After hatching, the chicks were weighed and fitted with a split plastic colour ring on the left or right tarsus for identification purposes before being placed in the brooder, usually for 18–24 hours.

Once ca. 8 days old, chicks were moved to the aviary located on the shore of Pekul’neyskoye Lake about 3km from the village (Figure 1b). This is a slightly brackish lake with similar vegetation which adult SbS are often found to breed and rear chicks on; a good example of habitat for which they should return to.

Chicks were released around the 25–31 July, the youngest ones 18–30 days old, depending mostly on the breeding schedule of SbS and related egg collection. The age at release turned out to be very important for the subsequent survival – earlier the better [38]. Post-release monitoring was performed twice a day for around two weeks, or until no more observations had been recorded for a period of at least three days.

Subsequent observations of HS birds came from the flyway (Kamchatka Peninsula in Russia, South Korea, Japan, China and Taiwan, Thailand, Myanmar, Bangladesh) and from the vicinity of Meinypil’gyno once those were back for breeding.

---

Directions →
[1] Condense the paragraph of the chick-rearing passage that begins "Chicks were released around" into a short bulleted list that keeps its main facts.
[2] Transcribe the chick-rearing passage starting at "Chicks were released" and ending at "back for breeding.".

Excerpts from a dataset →
---

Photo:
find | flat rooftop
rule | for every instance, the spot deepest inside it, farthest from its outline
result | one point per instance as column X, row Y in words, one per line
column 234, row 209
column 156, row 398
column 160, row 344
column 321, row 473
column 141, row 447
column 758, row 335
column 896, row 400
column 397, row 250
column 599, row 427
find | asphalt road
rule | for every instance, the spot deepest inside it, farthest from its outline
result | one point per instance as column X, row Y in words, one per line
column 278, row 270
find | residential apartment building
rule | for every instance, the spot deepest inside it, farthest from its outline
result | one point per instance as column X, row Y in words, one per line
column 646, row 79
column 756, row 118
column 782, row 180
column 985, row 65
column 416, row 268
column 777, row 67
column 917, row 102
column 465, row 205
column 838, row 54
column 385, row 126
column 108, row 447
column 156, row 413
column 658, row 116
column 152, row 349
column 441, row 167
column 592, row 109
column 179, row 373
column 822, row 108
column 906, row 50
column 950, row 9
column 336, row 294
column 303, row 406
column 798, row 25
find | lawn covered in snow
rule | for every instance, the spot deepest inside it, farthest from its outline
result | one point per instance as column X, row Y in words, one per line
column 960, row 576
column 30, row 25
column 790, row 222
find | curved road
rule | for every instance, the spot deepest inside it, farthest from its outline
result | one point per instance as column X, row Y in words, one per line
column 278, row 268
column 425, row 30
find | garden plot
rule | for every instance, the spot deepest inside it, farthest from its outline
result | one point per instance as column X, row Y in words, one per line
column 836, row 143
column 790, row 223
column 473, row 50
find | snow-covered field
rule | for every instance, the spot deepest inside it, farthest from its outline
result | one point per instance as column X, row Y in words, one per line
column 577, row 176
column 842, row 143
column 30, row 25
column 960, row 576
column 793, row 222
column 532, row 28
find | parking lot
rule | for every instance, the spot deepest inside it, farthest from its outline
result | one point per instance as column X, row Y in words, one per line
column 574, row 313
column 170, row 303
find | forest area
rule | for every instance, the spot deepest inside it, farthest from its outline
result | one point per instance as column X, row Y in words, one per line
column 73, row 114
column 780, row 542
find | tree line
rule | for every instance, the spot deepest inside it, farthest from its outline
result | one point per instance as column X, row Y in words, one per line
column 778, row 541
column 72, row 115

---

Responses for each task →
[1]
- Chicks were released around 25–31 July. The youngest were 18–30 days old, mainly depending on the SbS breeding schedule and egg collection.
- Age at release proved very important for later survival, and earlier release was better.
- Post-release monitoring took place twice a day for about two weeks, or until no observations had been recorded for at least three days.

[2]
Chicks were released around the 25–31 July, the youngest ones 18–30 days old, depending mostly on the breeding schedule of SbS and related egg collection. The age at release turned out to be very important for the subsequent survival – earlier the better [38]. Post-release monitoring was performed twice a day for around two weeks, or until no more observations had been recorded for a period of at least three days.

Subsequent observations of HS birds came from the flyway (Kamchatka Peninsula in Russia, South Korea, Japan, China and Taiwan, Thailand, Myanmar, Bangladesh) and from the vicinity of Meinypil’gyno once those were back for breeding.